## EXERCISE DETAILS
Please copy only the records below from the line containing "Pinpoint valley in" through the line containing "[[0, 0, 819, 1432]]", keeping the requests, and adjust every coordinate in the answers by -45.

Excerpts of bounding box data

# # # #

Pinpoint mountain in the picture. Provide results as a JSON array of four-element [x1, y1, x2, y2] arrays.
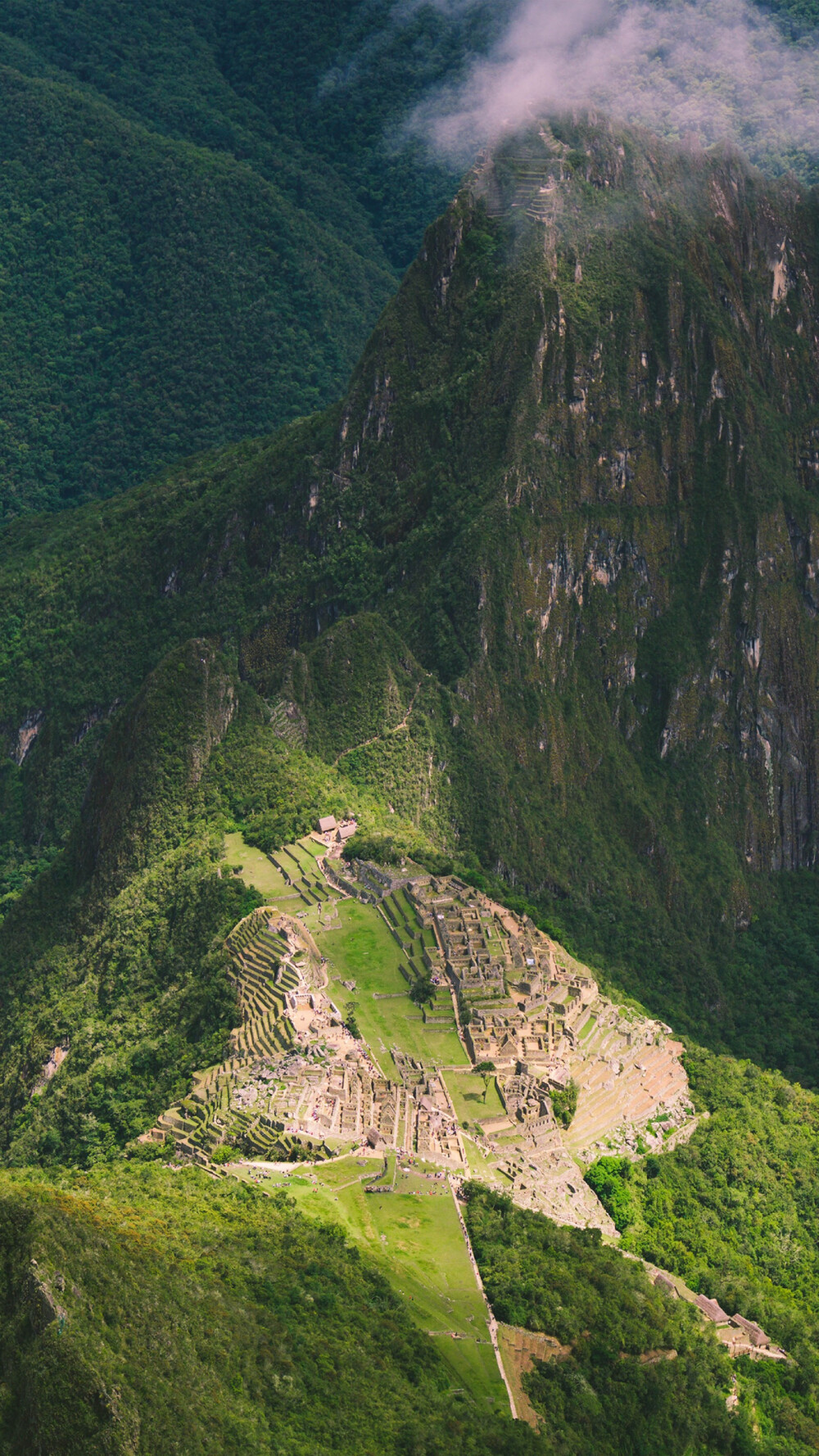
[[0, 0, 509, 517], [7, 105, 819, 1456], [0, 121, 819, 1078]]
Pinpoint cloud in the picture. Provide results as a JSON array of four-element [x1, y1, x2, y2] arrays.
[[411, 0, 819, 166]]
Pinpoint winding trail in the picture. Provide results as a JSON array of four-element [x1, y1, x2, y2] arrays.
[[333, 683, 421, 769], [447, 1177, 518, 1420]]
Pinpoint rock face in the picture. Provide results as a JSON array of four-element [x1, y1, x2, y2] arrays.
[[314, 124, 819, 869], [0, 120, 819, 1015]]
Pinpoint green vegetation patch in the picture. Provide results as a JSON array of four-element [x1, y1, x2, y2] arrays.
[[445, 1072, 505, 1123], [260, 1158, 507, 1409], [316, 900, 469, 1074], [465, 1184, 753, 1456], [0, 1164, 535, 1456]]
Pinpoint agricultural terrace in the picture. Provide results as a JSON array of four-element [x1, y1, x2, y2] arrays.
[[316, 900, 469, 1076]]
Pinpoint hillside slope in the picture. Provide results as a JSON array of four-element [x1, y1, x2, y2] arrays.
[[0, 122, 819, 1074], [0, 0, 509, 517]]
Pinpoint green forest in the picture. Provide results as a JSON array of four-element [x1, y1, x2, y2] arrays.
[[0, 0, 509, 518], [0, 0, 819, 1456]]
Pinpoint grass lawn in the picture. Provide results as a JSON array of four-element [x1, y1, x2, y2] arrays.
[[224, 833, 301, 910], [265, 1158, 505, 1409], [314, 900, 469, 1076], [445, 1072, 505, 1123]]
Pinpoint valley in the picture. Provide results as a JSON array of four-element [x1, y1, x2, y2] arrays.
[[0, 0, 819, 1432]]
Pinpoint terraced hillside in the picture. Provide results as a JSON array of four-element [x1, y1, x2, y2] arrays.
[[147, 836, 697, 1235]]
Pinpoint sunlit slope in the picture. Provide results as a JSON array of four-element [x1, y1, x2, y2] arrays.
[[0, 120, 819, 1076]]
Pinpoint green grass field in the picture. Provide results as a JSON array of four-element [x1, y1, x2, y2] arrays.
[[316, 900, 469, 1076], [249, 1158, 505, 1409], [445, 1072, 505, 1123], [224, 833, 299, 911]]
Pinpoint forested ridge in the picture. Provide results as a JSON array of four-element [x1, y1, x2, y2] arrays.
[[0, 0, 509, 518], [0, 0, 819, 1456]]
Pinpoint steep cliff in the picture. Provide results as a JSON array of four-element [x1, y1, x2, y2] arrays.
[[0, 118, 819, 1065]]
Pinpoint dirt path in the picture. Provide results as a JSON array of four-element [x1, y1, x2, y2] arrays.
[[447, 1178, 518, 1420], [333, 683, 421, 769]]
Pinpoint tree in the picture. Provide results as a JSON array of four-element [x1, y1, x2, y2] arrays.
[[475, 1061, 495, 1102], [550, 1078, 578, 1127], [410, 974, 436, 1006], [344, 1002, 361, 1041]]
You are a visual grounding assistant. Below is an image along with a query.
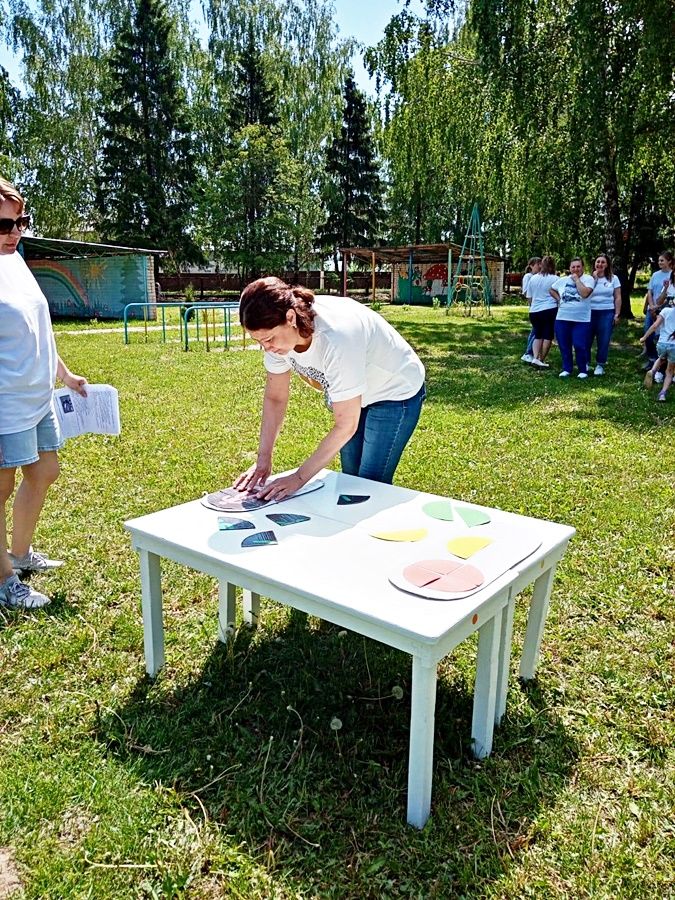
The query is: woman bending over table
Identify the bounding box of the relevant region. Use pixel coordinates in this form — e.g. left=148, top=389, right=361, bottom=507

# # # #

## OUTPUT FOR THIS TASK
Pinpoint valley in the picture. Provide results as a JSON array of four-element [x1, y1, x2, y2] arrays.
[[-45, -45, 774, 1387]]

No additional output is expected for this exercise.